== Records shown

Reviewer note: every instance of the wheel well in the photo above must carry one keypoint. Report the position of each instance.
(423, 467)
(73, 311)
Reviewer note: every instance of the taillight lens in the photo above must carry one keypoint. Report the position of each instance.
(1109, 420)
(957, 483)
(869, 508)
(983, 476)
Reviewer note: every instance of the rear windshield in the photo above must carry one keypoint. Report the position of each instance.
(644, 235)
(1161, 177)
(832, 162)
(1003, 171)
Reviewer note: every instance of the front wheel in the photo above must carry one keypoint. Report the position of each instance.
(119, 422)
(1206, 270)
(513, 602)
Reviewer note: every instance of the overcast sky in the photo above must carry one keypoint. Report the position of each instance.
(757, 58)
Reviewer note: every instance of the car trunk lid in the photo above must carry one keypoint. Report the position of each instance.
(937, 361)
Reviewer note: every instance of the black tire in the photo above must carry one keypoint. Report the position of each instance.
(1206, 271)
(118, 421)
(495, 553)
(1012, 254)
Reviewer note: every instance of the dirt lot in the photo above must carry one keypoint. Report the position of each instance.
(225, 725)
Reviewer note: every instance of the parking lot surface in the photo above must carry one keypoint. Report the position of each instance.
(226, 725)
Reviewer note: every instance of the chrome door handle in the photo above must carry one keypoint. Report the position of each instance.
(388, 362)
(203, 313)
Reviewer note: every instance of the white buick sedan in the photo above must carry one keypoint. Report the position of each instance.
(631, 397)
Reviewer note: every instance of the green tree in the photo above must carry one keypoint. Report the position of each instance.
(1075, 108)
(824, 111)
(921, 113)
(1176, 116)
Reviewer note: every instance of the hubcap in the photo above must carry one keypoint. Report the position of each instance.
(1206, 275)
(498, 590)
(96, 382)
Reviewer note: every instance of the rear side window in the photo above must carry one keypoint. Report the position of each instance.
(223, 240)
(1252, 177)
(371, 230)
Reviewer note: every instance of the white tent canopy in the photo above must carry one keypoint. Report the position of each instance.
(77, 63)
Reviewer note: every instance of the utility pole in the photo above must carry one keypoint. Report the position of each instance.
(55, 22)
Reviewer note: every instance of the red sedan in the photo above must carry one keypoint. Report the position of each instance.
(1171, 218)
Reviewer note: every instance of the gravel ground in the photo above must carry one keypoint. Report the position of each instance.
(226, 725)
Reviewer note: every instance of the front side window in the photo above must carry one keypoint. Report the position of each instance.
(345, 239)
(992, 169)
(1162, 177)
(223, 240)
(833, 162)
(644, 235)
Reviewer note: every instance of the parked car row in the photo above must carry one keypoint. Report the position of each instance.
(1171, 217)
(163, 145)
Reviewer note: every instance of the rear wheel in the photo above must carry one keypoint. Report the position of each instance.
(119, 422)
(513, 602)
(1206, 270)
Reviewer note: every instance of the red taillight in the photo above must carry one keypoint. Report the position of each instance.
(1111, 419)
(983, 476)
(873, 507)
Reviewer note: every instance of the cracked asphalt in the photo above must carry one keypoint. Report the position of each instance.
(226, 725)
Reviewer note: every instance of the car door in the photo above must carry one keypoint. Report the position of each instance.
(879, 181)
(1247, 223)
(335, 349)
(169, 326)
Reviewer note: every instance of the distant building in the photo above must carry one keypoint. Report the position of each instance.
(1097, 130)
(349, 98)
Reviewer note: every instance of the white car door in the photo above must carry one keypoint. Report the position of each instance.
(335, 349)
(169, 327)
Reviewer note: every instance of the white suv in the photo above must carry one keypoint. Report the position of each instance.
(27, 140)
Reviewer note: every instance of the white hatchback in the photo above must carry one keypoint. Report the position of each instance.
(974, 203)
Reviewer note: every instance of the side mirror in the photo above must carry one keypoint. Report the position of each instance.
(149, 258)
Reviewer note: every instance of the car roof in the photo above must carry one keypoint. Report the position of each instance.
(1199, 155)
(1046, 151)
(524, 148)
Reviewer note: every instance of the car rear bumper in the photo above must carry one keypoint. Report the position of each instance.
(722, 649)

====
== Records shown

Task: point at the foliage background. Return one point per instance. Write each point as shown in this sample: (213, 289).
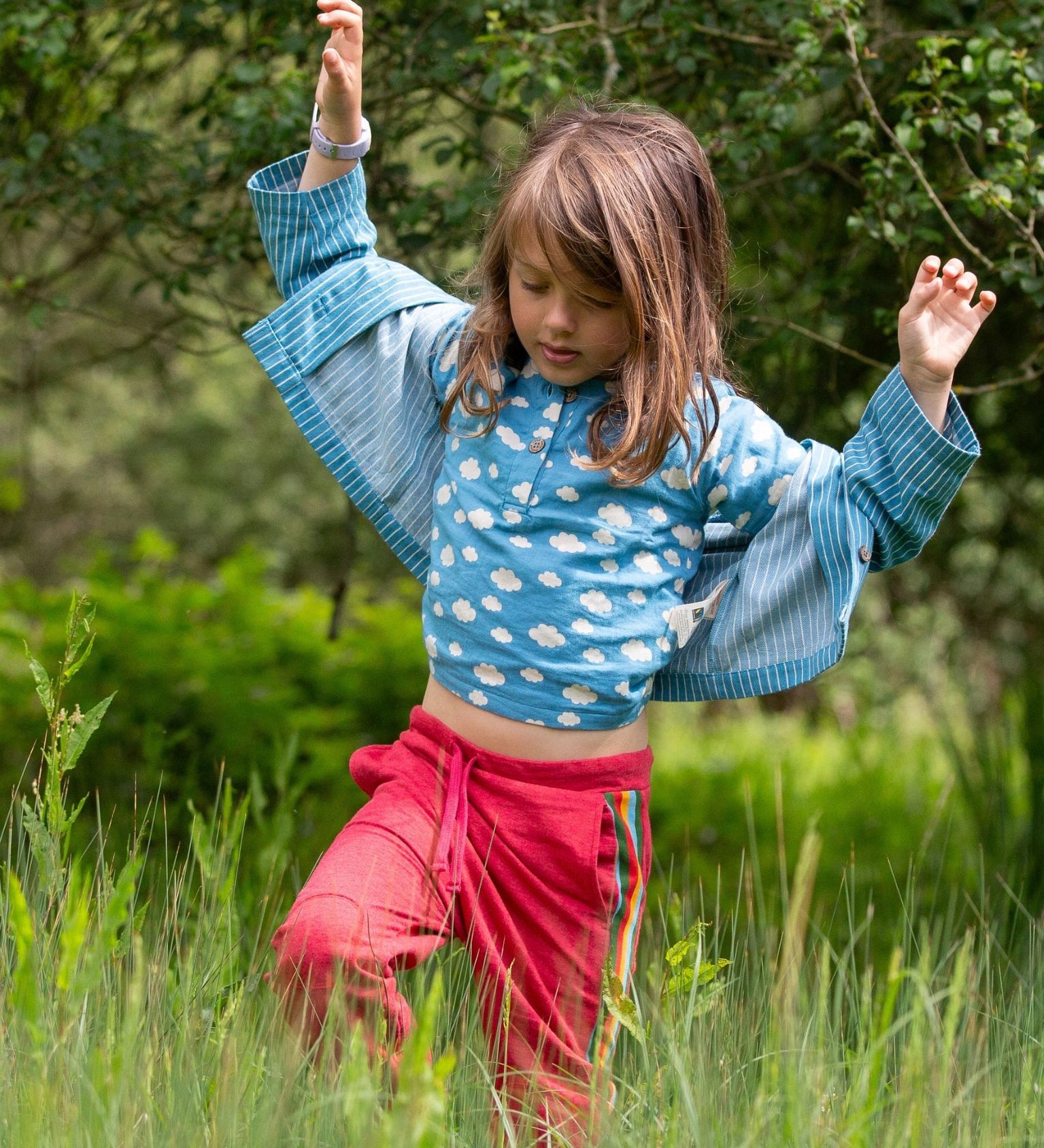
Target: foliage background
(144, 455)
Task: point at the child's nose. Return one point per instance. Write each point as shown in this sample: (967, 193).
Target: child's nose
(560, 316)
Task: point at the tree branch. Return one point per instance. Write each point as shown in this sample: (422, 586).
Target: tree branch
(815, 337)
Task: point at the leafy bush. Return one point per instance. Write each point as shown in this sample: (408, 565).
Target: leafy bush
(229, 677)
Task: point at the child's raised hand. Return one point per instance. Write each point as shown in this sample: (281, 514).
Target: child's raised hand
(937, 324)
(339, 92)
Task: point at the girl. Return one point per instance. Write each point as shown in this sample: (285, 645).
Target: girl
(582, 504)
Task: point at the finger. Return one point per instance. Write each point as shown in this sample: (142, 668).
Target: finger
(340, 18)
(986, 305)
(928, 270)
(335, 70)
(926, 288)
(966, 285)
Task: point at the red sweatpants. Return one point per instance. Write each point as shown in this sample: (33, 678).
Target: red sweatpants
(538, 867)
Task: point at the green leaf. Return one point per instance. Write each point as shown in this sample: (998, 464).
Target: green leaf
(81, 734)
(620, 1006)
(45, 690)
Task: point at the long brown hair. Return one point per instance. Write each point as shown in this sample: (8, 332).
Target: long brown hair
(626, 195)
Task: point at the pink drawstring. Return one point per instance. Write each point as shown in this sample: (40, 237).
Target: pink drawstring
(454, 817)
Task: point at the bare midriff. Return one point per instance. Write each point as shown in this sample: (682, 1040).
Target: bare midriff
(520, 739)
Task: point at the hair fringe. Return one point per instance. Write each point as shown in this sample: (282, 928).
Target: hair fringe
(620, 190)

====

• _Written request_: Count the lines in the material above that contain the string "leafy", treating case as significant, and give only that number.

• _Solution below_: 2